- HALAMAN
TERNATE,MSC-Ketua Badan Pengawas Pemilihan Umum (Bawaslu) Provinsi Maluku Utara, Muksin Amrin menilai pernyataan KIPP Malut melalui kajian Azis Hasyim hanya berdasarkan pengalaman, bukan pada aturan hukum atau PKPU yang berlaku saat ini.
Pernyataan ketua Bawaslu itu terkait dengan sorotan KIPP juga menyoroti Bawaslu Malut setelah mengeluarkan pernyataan yang bertentangan dengan pasal 52 ayat 8 PKPU Nomor 4 tahun 2019.
KIPP menilai pernyataan Ketua Bawaslu sangat tendensius dalam Rapat Pleno tingkat Provinsi, dimana Ketua Bawaslu menganggap bahwa regulasi 2014 berbeda dengan 2019 sehingga permasalahan tingkat kabupaten tidak perlu dibahas dalam rekapitulasi tingkat Provinsi. Padahal dalam PKPU, Rekomendasi Bawaslu terhadap pleno kabupaten harus menjadi pembahasan dalam pleno KPU Provinsi.
BACA BERITA : https://www.malutsatu.com/2019/05/20/tudingan-kipp-malut-terkesan-paksakan-isi-otak/
Sebab lanjut Muksin Amrin, makna dari 52 ayat 8 PKPU Nomor 4 tahun 2019 adalah, Bawaslu Provinsi akan mengeluarkan rekomendasi saat Pleno tingkat Provinsi, jika sebelumnya ada rekomendasi dari Bawaslu Kabupaten terkait dengan persoalan yang tidak dapat diselesaikan pada tingkatan pleno kabupaten.
Dikatakan, pada saat akhir pleno kabupaten jika ada persoalan yang tidak dapat diselesaikan pada tingkat tersebut, Bawaslu mengeluarkan rekomendasi dan KPU mencatat sebagai kejadian luar biasa dan dimasukan dalam kotak untuk dibahas pada saat pleno KPU Provinsi.

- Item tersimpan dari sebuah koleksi

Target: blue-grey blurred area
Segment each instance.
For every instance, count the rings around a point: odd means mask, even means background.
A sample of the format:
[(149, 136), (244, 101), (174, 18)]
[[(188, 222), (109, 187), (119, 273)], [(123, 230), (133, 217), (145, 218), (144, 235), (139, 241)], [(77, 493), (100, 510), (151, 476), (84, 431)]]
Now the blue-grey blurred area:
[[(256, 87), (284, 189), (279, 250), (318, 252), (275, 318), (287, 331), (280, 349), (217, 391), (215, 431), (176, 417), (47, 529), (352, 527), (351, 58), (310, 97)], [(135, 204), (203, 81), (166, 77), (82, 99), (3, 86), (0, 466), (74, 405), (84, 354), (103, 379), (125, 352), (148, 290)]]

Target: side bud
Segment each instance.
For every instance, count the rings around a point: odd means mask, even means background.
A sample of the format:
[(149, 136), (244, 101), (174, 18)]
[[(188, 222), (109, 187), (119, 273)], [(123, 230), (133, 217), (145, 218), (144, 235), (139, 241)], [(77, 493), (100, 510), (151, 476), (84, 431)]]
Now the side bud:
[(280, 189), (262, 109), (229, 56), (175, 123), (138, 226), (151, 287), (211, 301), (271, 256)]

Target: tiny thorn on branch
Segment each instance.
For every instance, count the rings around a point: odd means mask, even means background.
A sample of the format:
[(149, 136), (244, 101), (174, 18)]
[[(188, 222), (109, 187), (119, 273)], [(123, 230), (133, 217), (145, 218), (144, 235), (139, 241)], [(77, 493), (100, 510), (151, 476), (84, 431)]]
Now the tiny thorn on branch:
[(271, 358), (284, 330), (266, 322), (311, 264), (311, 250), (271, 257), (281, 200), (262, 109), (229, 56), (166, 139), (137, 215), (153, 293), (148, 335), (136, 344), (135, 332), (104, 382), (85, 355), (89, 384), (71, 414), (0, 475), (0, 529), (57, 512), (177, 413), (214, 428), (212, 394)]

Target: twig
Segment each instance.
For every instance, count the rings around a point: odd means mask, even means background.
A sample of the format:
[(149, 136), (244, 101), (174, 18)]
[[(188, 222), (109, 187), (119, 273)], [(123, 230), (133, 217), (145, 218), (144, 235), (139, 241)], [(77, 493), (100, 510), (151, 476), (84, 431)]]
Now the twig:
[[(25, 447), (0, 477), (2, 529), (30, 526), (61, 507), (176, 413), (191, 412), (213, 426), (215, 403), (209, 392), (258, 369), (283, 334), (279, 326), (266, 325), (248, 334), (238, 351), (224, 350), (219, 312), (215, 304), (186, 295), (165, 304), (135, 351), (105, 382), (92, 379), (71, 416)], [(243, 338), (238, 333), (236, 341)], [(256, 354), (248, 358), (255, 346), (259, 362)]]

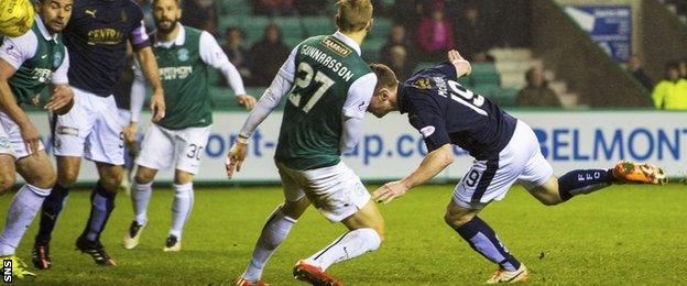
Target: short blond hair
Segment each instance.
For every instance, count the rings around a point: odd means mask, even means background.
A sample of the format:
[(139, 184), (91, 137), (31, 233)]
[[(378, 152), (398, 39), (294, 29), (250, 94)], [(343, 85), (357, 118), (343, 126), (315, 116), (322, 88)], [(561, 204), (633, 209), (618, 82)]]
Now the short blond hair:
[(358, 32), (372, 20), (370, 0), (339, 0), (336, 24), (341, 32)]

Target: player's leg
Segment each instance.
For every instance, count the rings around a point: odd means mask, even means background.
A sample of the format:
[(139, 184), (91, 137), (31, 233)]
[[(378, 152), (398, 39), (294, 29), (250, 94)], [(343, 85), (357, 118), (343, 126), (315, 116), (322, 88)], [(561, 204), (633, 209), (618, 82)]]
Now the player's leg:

...

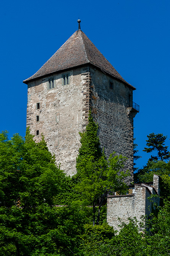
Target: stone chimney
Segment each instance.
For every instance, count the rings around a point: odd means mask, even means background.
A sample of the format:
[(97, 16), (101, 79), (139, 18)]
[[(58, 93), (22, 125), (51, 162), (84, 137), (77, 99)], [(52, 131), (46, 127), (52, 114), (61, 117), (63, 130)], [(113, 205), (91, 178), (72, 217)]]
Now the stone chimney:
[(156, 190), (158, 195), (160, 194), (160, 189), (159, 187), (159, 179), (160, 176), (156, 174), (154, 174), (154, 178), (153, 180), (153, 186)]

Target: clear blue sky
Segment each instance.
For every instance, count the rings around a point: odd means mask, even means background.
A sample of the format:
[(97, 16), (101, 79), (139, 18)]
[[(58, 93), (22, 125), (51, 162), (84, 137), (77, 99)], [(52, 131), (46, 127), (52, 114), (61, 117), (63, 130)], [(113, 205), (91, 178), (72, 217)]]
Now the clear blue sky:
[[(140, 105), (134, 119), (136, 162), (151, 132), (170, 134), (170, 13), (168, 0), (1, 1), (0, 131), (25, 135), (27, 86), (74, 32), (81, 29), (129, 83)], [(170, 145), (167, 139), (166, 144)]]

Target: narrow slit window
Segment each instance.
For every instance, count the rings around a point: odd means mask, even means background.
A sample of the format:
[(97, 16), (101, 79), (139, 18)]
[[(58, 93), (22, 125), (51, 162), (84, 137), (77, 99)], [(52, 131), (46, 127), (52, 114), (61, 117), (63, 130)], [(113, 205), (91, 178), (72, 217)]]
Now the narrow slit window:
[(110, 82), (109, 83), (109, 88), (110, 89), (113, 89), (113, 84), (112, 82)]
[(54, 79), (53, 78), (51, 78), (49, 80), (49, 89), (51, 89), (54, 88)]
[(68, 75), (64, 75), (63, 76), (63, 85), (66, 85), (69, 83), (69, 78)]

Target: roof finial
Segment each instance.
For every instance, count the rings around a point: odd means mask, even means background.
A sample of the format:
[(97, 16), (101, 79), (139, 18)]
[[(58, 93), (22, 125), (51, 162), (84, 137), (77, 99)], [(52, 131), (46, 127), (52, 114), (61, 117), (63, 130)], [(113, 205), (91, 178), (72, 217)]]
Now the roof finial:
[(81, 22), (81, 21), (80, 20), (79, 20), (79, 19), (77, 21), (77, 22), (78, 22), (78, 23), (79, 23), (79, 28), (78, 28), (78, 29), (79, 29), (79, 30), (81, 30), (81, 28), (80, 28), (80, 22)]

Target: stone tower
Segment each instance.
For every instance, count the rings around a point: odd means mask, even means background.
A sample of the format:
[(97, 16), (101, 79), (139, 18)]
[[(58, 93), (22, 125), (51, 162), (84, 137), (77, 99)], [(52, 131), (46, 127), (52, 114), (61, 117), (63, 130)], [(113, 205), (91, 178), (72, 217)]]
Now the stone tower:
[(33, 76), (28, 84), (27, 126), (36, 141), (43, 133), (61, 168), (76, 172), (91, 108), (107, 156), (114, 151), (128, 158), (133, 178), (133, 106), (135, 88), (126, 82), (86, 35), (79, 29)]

- PETUNJUK
**A)** Sebutkan semua lembaga pemilu yang disebut dalam berita tentang pernyataan Ketua Bawaslu Malut.
**B)** Dalam berita itu, pernyataan Bawaslu Malut dinilai bertentangan dengan ketentuan apa?
**C)** Tolong salin tanpa perubahan bagian berita itu dari "TERNATE,MSC-Ketua Badan Pengawas" sampai "4 tahun 2019.".

- JAWABAN PER TUGAS
**A)** Bawaslu (Badan Pengawas Pemilihan Umum), KIPP, KPU

**B)** Pasal 52 ayat 8 PKPU Nomor 4 tahun 2019.

**C)**
TERNATE,MSC-Ketua Badan Pengawas Pemilihan Umum (Bawaslu) Provinsi Maluku Utara, Muksin Amrin menilai pernyataan KIPP Malut melalui kajian Azis Hasyim hanya berdasarkan pengalaman, bukan pada aturan hukum atau PKPU yang berlaku saat ini.
Pernyataan ketua Bawaslu itu terkait dengan sorotan KIPP juga menyoroti Bawaslu Malut setelah mengeluarkan pernyataan yang bertentangan dengan pasal 52 ayat 8 PKPU Nomor 4 tahun 2019.